» **Records drawn from a dataset**
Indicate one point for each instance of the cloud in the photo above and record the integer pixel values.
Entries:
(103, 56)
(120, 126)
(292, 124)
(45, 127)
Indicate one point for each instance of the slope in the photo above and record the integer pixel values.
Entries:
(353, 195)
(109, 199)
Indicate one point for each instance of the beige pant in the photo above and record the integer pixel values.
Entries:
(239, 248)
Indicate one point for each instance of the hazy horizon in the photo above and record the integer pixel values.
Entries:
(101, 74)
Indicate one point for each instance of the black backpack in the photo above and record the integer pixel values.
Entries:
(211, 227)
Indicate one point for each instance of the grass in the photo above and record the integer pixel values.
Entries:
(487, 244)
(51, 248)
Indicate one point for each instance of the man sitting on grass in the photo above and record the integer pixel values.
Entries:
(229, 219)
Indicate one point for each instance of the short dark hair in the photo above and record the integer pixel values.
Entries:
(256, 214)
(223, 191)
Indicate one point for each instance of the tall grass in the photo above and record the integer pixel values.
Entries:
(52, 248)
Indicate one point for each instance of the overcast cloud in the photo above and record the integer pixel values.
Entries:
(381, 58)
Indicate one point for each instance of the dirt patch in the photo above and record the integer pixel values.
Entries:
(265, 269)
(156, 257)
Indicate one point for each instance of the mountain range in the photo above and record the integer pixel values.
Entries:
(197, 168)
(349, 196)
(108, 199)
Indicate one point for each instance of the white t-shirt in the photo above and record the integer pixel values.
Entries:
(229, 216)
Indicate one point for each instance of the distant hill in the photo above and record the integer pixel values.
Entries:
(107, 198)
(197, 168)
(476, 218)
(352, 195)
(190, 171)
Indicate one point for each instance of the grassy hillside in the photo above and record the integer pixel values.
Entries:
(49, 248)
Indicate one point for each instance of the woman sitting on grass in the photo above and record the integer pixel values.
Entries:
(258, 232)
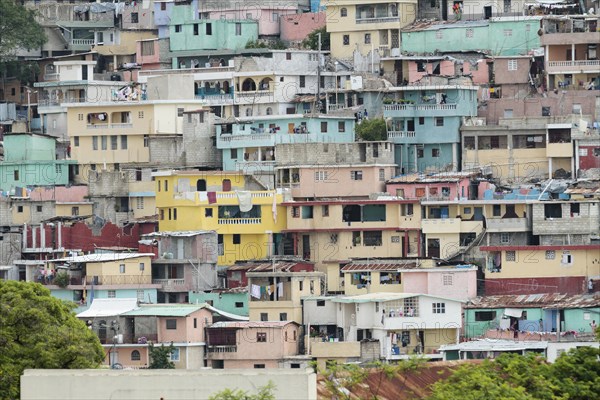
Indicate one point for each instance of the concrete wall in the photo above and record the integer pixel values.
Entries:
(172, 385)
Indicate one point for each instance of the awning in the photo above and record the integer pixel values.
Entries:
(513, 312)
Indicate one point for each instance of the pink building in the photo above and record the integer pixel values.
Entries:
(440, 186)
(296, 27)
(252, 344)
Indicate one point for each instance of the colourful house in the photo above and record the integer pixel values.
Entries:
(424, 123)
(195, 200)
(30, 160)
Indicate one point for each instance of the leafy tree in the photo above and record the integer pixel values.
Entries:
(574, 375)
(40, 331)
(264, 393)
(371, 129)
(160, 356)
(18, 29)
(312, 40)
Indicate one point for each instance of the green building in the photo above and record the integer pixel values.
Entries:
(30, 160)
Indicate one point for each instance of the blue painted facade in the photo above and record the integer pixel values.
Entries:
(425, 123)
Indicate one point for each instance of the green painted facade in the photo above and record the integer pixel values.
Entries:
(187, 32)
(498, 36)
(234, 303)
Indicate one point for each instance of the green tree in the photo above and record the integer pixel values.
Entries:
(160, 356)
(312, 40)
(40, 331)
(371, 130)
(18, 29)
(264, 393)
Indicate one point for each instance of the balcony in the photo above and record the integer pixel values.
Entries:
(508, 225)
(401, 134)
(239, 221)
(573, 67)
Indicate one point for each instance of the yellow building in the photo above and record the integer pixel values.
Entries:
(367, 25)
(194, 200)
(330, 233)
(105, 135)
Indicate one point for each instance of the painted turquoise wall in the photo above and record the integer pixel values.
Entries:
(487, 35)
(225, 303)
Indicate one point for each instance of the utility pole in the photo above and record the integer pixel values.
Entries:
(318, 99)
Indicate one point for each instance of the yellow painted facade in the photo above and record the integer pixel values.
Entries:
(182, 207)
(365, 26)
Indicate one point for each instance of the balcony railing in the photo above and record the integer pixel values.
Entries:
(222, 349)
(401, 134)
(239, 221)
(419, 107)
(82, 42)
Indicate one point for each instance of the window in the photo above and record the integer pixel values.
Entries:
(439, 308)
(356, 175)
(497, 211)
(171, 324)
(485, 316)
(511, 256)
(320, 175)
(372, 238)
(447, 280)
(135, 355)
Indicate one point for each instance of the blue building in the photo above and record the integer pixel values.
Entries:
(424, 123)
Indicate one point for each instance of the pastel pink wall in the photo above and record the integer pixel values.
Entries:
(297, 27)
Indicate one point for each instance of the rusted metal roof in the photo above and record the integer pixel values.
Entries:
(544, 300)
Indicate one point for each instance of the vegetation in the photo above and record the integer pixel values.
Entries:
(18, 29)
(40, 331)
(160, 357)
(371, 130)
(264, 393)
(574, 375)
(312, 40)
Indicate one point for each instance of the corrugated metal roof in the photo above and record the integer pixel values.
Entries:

--

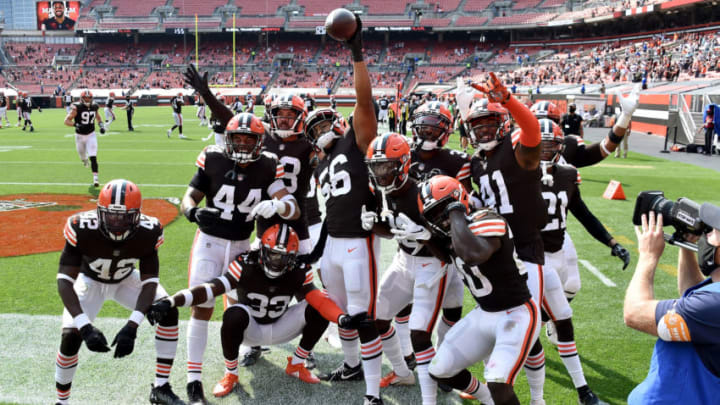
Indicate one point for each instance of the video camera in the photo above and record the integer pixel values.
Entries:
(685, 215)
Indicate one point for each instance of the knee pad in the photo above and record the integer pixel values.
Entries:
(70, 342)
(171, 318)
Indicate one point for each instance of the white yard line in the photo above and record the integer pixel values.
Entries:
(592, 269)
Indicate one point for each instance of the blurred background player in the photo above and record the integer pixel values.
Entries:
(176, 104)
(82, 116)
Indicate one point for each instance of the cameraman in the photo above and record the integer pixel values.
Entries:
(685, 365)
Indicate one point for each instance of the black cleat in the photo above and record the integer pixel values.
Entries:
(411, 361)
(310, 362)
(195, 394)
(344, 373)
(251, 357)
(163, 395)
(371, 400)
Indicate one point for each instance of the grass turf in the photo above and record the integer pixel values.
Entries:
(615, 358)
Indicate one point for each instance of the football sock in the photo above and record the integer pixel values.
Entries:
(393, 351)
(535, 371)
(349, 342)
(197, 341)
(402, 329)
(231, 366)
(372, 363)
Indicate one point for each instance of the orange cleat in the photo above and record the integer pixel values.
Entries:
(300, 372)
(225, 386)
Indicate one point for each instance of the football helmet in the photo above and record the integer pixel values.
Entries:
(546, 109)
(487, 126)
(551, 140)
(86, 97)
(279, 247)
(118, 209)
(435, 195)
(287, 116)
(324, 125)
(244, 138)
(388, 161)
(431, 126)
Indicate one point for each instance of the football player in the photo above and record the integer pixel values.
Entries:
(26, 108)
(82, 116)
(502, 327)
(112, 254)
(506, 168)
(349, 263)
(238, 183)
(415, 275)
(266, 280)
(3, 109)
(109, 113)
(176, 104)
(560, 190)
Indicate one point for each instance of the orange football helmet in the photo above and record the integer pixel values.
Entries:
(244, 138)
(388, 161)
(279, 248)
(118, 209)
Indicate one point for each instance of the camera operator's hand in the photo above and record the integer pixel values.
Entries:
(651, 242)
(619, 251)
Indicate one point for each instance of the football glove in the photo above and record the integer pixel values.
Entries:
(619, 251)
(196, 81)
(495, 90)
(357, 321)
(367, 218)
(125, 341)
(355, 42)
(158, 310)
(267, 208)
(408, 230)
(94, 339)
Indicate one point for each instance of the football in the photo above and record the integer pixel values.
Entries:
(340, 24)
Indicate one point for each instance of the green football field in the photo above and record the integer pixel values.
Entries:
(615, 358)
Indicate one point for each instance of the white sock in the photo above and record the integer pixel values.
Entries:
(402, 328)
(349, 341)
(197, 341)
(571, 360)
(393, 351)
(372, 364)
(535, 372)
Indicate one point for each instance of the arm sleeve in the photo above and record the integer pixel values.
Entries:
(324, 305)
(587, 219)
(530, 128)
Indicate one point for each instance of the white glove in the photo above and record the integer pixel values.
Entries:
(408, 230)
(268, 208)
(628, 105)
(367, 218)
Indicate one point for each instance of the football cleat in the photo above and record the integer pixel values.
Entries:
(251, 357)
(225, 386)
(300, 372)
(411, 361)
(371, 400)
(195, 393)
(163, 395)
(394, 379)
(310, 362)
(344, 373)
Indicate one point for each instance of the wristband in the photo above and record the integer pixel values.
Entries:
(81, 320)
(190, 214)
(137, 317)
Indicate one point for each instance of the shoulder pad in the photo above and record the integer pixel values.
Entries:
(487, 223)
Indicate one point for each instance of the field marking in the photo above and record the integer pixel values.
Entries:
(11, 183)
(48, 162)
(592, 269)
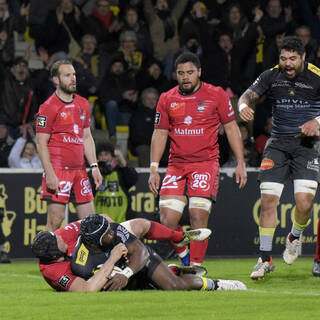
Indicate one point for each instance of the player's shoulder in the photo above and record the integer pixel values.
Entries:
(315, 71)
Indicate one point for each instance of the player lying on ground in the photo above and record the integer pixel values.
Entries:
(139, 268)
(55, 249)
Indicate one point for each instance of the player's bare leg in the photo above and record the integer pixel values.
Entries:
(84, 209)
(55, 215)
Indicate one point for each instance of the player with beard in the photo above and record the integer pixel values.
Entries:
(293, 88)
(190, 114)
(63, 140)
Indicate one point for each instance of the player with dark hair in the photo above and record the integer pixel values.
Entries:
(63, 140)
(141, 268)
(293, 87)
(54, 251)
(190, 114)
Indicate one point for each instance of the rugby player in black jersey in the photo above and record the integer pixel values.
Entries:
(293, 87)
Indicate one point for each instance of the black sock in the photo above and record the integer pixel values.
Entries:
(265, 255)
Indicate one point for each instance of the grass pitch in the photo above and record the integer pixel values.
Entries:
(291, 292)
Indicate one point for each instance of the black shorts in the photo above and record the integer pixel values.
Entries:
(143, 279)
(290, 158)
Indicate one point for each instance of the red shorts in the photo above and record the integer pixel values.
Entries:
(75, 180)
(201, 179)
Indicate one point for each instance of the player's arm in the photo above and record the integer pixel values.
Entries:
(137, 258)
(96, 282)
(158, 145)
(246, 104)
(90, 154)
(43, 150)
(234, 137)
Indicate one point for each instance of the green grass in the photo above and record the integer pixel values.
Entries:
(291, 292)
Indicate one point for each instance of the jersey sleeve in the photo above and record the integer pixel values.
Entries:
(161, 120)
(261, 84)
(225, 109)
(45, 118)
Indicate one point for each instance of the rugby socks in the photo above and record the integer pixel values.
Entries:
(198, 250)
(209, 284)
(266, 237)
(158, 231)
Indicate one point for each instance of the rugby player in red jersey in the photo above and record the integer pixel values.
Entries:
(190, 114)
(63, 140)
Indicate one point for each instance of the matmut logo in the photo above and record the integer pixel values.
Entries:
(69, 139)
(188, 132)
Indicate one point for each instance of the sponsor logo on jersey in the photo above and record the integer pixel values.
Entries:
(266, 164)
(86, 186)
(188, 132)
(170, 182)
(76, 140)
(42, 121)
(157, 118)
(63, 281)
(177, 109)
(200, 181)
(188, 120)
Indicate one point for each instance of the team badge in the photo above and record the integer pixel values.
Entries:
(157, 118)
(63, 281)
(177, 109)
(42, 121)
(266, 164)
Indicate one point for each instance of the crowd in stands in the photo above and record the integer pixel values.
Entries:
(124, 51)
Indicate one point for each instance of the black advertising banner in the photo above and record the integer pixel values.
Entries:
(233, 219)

==

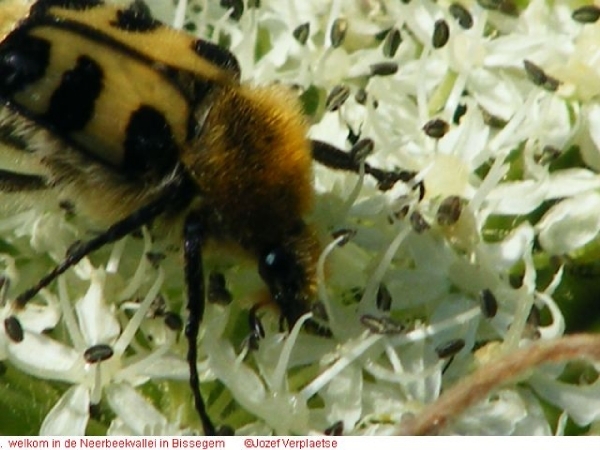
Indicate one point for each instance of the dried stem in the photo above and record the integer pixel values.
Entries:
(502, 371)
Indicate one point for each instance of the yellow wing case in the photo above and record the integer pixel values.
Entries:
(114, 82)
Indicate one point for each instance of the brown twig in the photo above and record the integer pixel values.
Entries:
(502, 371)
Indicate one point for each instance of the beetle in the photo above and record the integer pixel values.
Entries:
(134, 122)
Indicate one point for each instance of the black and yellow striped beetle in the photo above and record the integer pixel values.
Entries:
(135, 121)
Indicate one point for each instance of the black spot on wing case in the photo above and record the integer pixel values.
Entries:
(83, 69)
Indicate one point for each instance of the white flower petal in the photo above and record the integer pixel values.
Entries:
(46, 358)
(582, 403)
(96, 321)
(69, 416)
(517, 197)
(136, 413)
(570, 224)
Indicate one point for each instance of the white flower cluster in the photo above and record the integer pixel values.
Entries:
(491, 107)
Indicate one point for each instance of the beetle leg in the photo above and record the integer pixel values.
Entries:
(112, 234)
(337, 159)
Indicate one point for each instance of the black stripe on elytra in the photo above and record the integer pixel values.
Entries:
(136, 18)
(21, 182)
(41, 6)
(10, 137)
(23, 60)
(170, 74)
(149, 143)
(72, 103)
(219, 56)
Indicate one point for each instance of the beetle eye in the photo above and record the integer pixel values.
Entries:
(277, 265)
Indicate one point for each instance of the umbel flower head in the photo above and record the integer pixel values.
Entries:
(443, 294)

» **Exercise**
Search the data above for the string "case" and copy each line that has it.

» **Your response**
Indicate one point for each instance of the yellow wing case in the photo above and record the integer pixel values.
Indicate one point for each instance of the black spot on wing case in the photo above and record the integer pixel values.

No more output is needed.